## [Job]
Copy the rows below word for word, starting at the line that contains "the tree in" and continuing through the last line of the rows, both ends included.

## [Exercise material]
━━━━━━━━━━
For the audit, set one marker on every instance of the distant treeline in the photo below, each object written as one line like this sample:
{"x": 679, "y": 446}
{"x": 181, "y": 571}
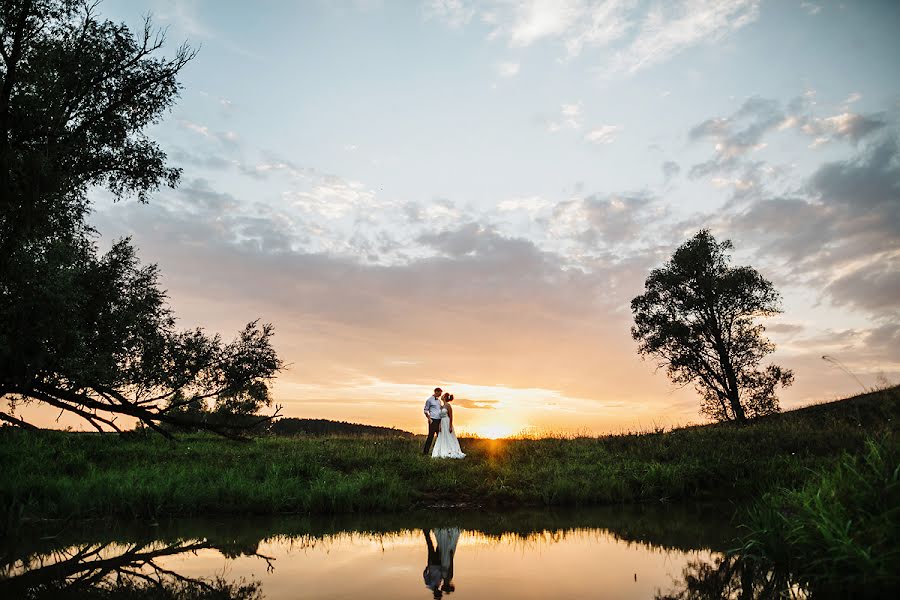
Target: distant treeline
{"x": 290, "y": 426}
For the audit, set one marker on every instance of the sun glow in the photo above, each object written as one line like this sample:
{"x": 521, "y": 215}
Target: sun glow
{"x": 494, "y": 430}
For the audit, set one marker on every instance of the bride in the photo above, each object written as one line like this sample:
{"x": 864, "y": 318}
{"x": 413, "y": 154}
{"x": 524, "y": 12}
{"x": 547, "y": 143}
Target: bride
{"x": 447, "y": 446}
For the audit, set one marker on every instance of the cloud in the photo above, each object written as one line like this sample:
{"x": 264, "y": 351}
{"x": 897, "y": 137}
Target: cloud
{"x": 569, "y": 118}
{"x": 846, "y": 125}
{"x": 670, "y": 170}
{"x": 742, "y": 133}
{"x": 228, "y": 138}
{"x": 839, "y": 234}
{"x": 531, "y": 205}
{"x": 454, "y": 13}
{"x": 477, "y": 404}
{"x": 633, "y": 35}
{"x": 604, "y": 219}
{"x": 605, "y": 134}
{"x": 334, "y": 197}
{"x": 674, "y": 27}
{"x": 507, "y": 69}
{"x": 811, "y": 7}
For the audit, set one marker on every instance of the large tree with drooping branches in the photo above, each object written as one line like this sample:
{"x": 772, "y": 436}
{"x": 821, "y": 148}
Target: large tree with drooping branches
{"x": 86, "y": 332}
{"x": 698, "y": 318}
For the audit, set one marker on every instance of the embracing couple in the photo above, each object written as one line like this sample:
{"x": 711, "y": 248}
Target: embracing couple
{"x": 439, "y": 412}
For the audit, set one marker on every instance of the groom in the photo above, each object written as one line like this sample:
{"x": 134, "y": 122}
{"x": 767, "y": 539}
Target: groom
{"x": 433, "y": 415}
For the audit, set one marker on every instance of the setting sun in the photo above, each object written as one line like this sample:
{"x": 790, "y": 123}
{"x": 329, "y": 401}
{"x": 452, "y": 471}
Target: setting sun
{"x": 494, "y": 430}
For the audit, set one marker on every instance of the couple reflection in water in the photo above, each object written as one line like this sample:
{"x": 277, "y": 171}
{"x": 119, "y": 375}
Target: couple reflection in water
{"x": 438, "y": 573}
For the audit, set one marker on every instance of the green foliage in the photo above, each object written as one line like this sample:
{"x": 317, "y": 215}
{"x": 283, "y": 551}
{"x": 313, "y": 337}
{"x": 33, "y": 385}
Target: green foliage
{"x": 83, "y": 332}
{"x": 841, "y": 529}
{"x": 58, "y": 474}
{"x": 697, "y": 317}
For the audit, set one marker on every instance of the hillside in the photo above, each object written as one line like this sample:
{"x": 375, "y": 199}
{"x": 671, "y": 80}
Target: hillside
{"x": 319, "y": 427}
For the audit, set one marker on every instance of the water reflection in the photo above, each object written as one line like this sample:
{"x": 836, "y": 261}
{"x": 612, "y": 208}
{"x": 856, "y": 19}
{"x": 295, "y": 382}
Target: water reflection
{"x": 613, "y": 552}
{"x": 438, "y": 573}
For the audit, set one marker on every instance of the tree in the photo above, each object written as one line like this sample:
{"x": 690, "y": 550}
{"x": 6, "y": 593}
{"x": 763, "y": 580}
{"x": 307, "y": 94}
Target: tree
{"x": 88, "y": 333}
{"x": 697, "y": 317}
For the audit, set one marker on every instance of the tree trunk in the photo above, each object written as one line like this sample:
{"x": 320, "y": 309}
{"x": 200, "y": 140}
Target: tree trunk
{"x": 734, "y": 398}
━━━━━━━━━━
## [Answer to the exercise]
For the audit, set one marker on every instance of the tree in the photo above, each object written as one line like this sample:
{"x": 690, "y": 550}
{"x": 6, "y": 593}
{"x": 763, "y": 580}
{"x": 307, "y": 94}
Target: tree
{"x": 88, "y": 333}
{"x": 697, "y": 317}
For the audit, set one marker on every instance of the tree trunk in the photo above, each object written as one line like this sample:
{"x": 320, "y": 309}
{"x": 200, "y": 140}
Target: tree trunk
{"x": 734, "y": 398}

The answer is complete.